- Problem description -
Reproduce each of the following records word for word, leaving every line unchanged.

- Excerpted records -
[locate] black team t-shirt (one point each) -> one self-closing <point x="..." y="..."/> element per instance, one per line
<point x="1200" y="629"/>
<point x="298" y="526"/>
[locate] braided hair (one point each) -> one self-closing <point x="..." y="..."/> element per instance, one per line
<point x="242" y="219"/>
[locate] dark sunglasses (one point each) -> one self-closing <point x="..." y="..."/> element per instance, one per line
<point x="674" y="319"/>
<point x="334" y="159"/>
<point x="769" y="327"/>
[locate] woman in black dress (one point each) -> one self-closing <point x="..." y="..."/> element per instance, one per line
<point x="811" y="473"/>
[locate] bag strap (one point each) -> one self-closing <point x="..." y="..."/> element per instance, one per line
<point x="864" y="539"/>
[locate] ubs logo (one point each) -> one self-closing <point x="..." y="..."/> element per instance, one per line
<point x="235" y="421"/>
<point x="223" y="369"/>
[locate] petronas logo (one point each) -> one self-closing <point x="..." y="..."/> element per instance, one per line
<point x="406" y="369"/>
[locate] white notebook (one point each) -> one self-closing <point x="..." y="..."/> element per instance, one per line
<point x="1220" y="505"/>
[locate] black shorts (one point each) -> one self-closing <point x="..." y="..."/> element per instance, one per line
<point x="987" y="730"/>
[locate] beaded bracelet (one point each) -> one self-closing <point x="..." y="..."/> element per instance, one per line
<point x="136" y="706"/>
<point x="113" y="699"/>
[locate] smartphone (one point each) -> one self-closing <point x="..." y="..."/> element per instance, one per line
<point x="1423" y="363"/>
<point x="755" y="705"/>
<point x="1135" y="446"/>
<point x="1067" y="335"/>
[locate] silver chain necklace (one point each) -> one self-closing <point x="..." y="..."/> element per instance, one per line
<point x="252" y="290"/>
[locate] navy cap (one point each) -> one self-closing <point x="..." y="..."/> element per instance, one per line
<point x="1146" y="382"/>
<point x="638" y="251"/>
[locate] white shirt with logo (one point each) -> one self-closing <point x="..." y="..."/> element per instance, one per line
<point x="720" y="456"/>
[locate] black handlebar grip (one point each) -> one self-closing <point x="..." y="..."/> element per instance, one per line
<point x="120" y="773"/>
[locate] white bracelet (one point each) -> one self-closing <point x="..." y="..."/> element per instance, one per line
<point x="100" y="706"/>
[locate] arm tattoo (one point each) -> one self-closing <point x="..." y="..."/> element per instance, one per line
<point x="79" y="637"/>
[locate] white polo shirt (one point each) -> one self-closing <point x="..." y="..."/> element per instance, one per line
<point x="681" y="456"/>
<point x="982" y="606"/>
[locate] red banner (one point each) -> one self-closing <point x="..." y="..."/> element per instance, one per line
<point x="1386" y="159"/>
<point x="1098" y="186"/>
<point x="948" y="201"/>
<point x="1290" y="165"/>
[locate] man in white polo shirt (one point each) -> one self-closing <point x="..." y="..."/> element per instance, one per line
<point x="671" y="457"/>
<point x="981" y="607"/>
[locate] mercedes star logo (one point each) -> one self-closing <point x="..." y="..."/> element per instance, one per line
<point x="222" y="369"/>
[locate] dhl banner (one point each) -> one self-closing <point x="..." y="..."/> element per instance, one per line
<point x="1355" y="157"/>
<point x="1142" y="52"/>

- Answer below -
[locate] black team t-shirt (one point each) -> one self-closing <point x="..." y="..."/> element per instance, one per line
<point x="1200" y="629"/>
<point x="298" y="526"/>
[locate] braided hair (one point each) -> one self-closing <point x="..." y="..."/> element per instance, one per line
<point x="242" y="219"/>
[locate] dark sunglasses (one point each) -> one self-closing <point x="..." y="..."/> element per instance, one per line
<point x="674" y="319"/>
<point x="334" y="159"/>
<point x="769" y="327"/>
[locate] woman in black dress (one point each) -> one self-closing <point x="..." y="..."/> element per instance, one per line
<point x="811" y="473"/>
[locate] bag strap (one point each) -> one self-closing <point x="..." y="..."/> element per instance, one per line
<point x="864" y="539"/>
[locate] ubs logo (one point each) -> one self-closing <point x="..." y="..."/> element per instance, one per line
<point x="235" y="421"/>
<point x="223" y="369"/>
[locate] petronas logo (one point each) -> one self-closing <point x="..." y="..."/> element per instance, one per line
<point x="406" y="369"/>
[locate] white notebook (one point each) -> one self-closing <point x="..." y="..."/> element per instance, one per line
<point x="1220" y="505"/>
[locate] black shorts (one point each) -> one self-closing <point x="..." y="..."/> element per instance, one per line
<point x="987" y="730"/>
[locate] beaded bracelet (one point each) -> one self-closing <point x="..." y="..."/> element per instance, one per line
<point x="136" y="706"/>
<point x="113" y="699"/>
[locate] smartphone (one point each) -> one self-closing <point x="..." y="..."/> element per instance, one per line
<point x="1423" y="363"/>
<point x="755" y="705"/>
<point x="1135" y="446"/>
<point x="1067" y="335"/>
[locate] silver chain necklace (one point each) -> one self-closing <point x="..." y="..."/> element per instance, one per line
<point x="252" y="290"/>
[locate] navy cap (one point each) -> one self-closing <point x="..." y="..."/> element per instance, one per line
<point x="1146" y="382"/>
<point x="638" y="251"/>
[locate] white shirt with logo (one point each) -> one self-closing <point x="..." y="..."/> element per instance, one per line
<point x="720" y="456"/>
[locate] black handlebar grip (one point each) -> one self-closing <point x="..." y="..."/> element per instance, one per line
<point x="120" y="773"/>
[locate] white bracelet (one point each) -> one self-closing <point x="..." y="..."/> element per instance, one per line
<point x="100" y="706"/>
[locate] arm tattoo (one point each) -> one self-closing <point x="..." y="..."/> element per instance, one per line
<point x="79" y="637"/>
[locate] white polo shirt (one point each) -> one self-closing <point x="..." y="..."/> element per instance, one per line
<point x="681" y="456"/>
<point x="982" y="606"/>
[locate] red banner (one point each) -> one self-closing <point x="..." y="..."/> element per instance, one per line
<point x="1386" y="159"/>
<point x="1098" y="186"/>
<point x="948" y="201"/>
<point x="1290" y="165"/>
[locate] man in white polo shirt (one point each) -> one self-closing <point x="..." y="..."/> element per instance, one per line
<point x="671" y="457"/>
<point x="981" y="607"/>
[locate] mercedes star logo (one point each) -> one self-closing <point x="..." y="..."/> element per instance, one per line
<point x="222" y="369"/>
[locate] dhl banner (one point each) -> one self-closing <point x="..." y="..."/> element per instance, one per line
<point x="1355" y="157"/>
<point x="1142" y="52"/>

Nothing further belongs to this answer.